5 reasons to do a Working Holiday in Japan

5 reasons to do a Working Holiday in Japan

If you’re reading this, you surely have a strong interest in Japan and wonder if you should make your mind, jump into the wild and go for a long-term journey in Japan.

While it can be scary to experience living in a country immensely different from yours (especially if it’s your first time living abroad) it is also immensely rewarding in many aspects.

Let’s see why you should get over your fears and jump in this awesome new experience! 

Your belly’s Happiness   

 First, if you’re a gastronomic little buddy, food lover like me:


The food in Japan is just fantastic.
Ramen, Donburi, Sushi, Takoyaki, Healthy colorful bentos, Sukiyaki, Okonomiyaki, Shabu shabu...

The list is endless, and each region in Japan has its own high-pride specialty food.

Regardless the food’s constant high quality, it’s also amazingly cheap. You can eat outside for lunch spending only 500~700 yen, and the same for dinner if you don’t choose a super fancy place.

Even the food in Supermarket and Konbini (small supermarkets open 24/24) is surprisingly good, fresh and quite various.

◆ **Data section**:

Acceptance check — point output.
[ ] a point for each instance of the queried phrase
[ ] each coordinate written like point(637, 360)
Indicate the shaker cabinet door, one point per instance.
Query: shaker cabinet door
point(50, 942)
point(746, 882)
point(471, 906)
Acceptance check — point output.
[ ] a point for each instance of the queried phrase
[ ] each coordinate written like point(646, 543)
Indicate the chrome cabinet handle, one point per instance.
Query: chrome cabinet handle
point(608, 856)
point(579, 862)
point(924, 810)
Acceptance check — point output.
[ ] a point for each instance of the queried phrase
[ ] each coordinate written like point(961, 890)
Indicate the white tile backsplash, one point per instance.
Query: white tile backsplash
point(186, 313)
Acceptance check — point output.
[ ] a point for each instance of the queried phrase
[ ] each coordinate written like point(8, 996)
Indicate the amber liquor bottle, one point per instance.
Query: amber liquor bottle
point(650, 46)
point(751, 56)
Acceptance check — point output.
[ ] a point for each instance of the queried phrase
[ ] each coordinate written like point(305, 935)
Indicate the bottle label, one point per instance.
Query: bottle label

◆ **Aim**:
Reproduce the working holiday article starting with "While it can" and going on through "Okonomiyaki, Shabu shabu...", substituting "Tempura" for "Sushi".

◆ **Solution to the exercise**:
While it can be scary to experience living in a country immensely different from yours (especially if it’s your first time living abroad) it is also immensely rewarding in many aspects.

Let’s see why you should get over your fears and jump in this awesome new experience! 

Your belly’s Happiness   

 First, if you’re a gastronomic little buddy, food lover like me:


The food in Japan is just fantastic.
Ramen, Donburi, Tempura, Takoyaki, Healthy colorful bentos, Sukiyaki, Okonomiyaki, Shabu shabu...